Source records:
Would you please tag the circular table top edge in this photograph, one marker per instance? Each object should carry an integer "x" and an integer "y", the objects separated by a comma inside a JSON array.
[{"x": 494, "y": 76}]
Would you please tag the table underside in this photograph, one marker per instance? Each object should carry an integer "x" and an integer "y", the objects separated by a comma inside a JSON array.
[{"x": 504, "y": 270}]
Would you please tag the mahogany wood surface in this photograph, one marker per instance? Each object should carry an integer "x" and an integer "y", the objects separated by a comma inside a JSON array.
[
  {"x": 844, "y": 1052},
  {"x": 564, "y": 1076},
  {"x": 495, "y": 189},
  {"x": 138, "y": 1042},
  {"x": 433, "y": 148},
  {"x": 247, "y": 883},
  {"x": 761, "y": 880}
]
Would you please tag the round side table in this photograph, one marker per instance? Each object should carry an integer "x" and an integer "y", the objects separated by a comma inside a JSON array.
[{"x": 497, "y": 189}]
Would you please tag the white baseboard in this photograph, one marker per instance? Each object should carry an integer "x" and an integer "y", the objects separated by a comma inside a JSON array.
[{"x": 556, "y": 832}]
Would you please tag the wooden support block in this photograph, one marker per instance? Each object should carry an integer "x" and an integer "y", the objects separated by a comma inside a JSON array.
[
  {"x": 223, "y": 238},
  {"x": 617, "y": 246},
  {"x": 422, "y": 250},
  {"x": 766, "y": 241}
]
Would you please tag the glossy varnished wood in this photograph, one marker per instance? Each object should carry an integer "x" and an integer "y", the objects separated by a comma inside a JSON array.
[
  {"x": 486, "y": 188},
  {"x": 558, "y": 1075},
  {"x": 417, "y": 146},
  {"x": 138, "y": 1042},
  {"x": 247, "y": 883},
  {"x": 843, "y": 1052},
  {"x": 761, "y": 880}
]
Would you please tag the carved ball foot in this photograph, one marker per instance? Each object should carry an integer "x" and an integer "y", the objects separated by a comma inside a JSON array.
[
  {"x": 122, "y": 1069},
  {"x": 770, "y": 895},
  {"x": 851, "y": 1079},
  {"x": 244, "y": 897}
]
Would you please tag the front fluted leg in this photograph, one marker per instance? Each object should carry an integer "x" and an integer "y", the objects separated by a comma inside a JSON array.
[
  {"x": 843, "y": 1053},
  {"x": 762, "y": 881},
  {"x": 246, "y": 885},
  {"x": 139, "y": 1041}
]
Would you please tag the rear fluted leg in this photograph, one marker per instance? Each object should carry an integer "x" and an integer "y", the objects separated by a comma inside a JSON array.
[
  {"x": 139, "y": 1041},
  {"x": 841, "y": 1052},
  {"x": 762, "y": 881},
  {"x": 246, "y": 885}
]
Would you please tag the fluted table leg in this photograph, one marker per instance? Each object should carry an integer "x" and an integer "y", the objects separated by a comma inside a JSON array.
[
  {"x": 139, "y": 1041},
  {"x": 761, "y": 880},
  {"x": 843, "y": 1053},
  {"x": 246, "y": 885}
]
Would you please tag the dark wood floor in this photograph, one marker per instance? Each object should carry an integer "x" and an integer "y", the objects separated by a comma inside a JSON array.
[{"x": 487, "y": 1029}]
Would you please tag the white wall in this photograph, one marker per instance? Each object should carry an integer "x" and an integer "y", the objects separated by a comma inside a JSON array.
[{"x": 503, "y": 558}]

---

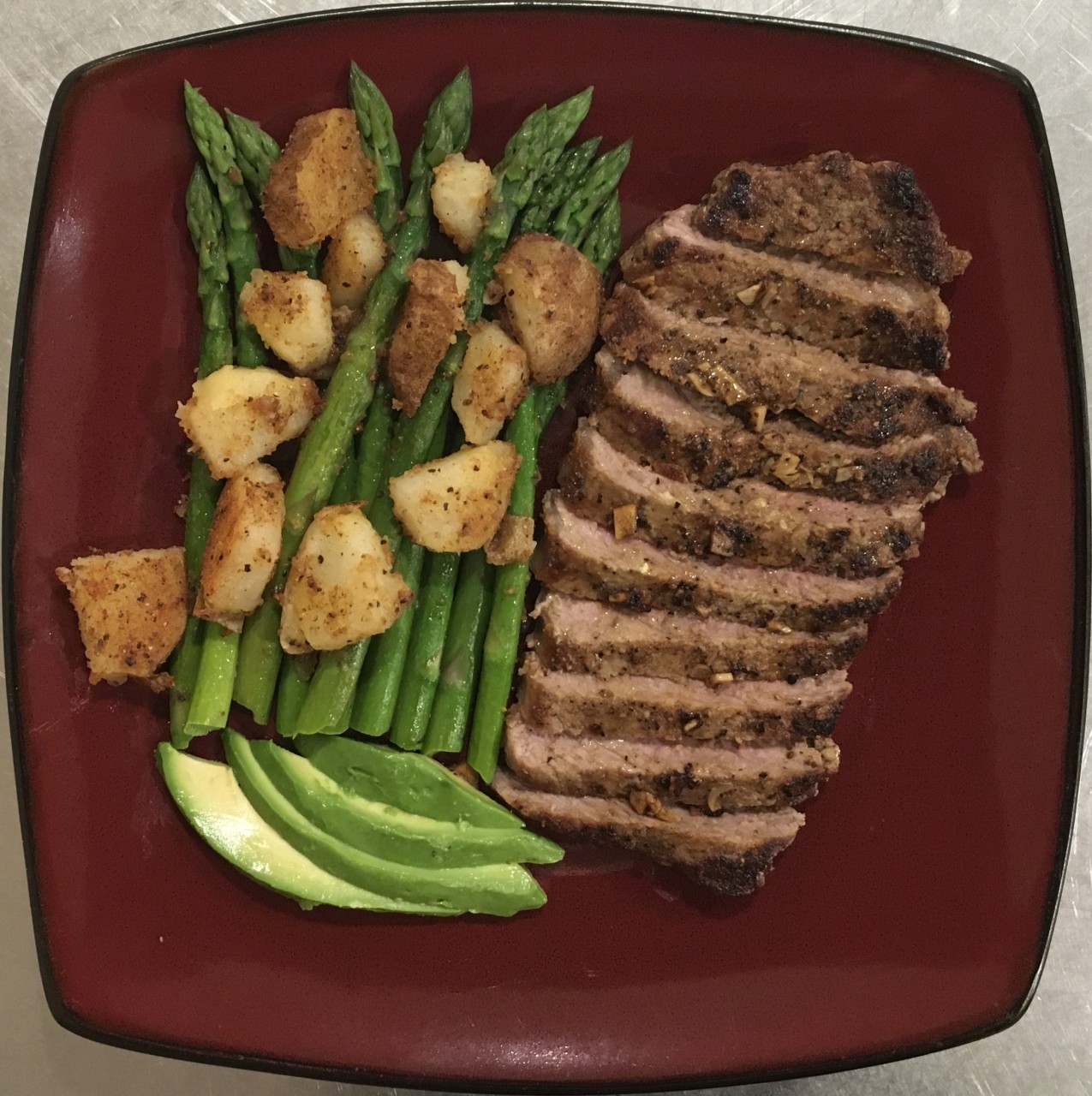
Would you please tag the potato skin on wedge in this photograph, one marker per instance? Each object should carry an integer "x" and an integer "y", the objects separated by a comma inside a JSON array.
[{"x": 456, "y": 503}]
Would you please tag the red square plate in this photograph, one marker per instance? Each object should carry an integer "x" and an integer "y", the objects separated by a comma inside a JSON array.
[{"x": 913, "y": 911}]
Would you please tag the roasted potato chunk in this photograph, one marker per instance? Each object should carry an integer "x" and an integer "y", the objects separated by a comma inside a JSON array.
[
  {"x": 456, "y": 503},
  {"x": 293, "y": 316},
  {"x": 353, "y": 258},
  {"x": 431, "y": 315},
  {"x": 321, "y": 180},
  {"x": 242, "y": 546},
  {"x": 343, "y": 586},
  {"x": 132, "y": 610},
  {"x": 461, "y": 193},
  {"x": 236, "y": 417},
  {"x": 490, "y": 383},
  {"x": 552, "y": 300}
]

Exercise requirements: Please pick out each line in the items above that contains the word "potato", and copy those lines in full. Matching is case-sensitive.

Task answer:
Would you please tag the potato skin on wedge in this photograph, one marker per instance? Each object should carry an integer "x" and an integer "y", the objects separated by a comma inside a JSON array.
Would you please tag the roasted potato chunk in this photograph, one marker per instance? Each object should carry an integer "x" and an integer "y", the objects separated by a comma inside a JSON array.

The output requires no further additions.